= Provided information =
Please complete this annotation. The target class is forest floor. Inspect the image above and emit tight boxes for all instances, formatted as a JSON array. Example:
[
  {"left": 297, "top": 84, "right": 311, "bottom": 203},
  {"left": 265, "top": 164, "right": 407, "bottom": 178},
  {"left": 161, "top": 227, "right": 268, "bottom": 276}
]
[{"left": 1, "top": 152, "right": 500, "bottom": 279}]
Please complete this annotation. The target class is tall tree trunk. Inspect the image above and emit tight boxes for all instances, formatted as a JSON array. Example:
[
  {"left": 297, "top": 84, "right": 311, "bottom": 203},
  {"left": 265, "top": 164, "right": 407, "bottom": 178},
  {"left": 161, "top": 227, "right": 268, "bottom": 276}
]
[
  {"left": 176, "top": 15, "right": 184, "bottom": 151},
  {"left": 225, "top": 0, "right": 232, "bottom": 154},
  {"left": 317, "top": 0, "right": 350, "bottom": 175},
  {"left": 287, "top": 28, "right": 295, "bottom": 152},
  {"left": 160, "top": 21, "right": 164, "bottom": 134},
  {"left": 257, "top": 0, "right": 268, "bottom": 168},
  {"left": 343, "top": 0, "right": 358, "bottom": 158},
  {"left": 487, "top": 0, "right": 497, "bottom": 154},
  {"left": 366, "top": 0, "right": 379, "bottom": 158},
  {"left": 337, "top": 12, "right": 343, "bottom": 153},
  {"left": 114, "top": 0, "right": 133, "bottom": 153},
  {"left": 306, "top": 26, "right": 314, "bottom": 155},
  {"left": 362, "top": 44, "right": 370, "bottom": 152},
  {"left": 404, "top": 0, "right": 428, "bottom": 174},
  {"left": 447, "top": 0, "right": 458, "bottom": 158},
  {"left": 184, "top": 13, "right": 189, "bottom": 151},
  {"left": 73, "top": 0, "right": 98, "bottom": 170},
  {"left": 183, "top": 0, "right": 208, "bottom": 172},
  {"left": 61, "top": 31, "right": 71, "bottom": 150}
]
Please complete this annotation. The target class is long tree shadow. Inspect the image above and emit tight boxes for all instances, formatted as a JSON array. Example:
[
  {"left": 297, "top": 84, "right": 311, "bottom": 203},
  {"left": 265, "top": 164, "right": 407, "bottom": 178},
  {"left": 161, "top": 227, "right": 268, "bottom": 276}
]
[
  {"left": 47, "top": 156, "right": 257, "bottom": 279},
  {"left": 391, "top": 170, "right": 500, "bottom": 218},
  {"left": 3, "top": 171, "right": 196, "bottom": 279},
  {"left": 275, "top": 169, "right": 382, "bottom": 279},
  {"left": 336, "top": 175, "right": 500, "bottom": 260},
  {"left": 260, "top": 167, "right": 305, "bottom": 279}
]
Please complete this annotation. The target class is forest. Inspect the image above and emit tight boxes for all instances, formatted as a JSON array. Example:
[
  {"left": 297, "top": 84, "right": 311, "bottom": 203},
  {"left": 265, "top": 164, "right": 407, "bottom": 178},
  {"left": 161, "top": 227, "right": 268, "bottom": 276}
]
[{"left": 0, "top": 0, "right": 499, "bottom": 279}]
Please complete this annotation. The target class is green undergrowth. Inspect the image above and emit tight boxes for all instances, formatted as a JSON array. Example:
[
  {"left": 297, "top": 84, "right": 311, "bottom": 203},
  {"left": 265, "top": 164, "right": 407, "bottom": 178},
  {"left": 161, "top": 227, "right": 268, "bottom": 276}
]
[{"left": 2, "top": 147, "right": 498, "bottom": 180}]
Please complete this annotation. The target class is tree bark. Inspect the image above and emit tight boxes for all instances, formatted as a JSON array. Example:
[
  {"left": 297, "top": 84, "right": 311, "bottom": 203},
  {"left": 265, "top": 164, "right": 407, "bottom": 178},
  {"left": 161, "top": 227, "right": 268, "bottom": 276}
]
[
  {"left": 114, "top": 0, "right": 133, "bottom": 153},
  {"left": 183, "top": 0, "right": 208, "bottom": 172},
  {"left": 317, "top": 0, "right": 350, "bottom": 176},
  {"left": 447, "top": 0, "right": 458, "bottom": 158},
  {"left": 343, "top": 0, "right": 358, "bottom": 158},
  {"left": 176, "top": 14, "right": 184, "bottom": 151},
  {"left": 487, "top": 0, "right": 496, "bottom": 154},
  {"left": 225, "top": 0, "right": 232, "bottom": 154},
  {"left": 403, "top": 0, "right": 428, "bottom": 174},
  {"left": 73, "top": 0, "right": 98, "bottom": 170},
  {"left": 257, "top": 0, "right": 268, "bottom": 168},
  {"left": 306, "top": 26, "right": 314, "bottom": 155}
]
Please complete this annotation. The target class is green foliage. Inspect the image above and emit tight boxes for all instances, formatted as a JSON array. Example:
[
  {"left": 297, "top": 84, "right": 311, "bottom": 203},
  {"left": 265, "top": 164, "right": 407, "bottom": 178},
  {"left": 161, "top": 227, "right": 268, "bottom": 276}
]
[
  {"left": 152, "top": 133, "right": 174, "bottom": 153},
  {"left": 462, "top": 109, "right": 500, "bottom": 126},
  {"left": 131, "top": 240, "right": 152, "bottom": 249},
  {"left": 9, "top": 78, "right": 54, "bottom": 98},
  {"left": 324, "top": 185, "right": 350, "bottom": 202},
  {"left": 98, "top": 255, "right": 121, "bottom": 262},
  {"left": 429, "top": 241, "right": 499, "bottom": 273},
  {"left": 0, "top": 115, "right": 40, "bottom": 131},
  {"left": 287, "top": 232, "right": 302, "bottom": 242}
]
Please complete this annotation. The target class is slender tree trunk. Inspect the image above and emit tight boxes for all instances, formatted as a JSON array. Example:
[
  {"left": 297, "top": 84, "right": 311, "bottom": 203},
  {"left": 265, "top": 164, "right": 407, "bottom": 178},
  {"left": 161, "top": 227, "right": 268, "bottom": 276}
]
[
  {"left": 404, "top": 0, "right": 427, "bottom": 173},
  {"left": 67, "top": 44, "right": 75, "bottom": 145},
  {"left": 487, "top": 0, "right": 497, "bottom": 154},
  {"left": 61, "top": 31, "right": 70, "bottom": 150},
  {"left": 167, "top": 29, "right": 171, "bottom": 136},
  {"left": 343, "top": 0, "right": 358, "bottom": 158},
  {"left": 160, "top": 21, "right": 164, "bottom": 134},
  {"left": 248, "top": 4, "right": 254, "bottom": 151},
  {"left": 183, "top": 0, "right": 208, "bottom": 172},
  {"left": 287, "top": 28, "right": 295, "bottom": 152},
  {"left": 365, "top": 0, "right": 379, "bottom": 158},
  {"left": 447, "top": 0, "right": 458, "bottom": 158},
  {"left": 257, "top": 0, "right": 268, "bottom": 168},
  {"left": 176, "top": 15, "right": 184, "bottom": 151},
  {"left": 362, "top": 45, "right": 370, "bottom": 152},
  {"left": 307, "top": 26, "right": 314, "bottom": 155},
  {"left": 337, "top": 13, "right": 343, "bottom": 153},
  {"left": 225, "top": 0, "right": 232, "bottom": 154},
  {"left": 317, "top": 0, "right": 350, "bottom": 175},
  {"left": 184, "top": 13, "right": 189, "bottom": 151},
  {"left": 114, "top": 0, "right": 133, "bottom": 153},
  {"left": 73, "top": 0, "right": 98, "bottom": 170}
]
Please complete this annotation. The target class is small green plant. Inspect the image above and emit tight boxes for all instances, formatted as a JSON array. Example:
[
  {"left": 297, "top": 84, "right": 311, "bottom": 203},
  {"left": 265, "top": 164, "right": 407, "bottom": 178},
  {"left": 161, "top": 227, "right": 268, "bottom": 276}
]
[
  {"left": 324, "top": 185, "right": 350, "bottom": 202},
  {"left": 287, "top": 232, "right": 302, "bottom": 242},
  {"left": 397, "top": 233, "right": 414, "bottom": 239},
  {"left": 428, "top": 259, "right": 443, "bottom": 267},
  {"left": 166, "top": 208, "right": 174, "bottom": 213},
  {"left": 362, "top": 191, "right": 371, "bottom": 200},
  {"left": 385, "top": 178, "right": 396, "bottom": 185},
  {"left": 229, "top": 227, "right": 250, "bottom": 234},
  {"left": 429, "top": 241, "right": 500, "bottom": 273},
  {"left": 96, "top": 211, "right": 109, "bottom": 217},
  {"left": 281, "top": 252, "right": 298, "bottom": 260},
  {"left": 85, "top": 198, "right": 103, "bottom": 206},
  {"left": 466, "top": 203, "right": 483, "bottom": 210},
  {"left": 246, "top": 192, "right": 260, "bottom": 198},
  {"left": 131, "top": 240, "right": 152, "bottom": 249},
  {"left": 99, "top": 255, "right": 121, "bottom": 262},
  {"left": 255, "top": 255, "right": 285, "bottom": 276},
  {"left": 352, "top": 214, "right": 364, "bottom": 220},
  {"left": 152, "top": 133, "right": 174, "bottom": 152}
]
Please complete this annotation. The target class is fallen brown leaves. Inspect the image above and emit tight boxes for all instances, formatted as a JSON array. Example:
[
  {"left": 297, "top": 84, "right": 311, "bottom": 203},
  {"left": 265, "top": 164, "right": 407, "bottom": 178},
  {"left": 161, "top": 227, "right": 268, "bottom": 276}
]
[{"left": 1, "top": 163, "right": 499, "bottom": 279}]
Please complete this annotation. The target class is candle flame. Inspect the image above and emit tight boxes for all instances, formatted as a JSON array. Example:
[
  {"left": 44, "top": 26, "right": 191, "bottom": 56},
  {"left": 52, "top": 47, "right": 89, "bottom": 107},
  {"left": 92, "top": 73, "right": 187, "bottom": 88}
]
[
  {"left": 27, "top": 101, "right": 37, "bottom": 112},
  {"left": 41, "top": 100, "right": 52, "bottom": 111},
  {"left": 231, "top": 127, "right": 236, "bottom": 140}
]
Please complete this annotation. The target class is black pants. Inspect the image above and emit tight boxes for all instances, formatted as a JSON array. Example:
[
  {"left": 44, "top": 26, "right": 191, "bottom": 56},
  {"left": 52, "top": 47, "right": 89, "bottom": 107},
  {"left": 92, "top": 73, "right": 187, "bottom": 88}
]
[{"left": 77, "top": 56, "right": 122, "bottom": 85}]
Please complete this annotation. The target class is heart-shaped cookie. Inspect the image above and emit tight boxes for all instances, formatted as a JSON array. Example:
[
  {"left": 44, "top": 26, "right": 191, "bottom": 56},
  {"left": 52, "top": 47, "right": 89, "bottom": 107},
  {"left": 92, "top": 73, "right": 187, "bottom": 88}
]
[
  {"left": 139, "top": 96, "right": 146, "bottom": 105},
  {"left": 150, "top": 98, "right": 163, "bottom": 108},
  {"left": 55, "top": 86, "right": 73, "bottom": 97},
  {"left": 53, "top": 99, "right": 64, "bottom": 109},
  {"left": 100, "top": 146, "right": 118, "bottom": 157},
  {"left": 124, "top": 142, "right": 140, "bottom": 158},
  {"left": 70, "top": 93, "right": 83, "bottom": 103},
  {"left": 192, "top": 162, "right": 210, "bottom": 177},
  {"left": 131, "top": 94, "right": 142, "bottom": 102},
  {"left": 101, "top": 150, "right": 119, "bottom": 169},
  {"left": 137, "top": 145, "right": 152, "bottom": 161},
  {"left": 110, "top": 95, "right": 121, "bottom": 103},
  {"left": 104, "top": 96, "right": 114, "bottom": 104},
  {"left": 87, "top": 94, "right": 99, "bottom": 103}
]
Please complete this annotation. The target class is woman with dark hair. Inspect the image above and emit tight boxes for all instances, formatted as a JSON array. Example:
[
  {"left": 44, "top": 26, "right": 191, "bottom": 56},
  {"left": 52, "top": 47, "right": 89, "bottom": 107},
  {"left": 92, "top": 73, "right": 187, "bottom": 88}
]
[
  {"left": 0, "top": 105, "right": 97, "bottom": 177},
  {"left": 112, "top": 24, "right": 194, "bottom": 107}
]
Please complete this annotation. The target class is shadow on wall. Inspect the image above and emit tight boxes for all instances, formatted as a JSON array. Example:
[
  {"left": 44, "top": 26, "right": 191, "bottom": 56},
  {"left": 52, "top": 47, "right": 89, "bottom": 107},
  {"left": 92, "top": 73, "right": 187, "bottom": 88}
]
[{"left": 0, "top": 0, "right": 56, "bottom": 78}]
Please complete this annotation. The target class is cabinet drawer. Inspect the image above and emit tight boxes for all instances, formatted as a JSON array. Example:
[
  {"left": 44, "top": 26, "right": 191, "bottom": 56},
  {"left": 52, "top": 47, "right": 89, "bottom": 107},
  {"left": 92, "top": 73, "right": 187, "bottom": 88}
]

= Try it =
From the data above, give the number of lines that hold "forest", without anything else.

= Exercise result =
2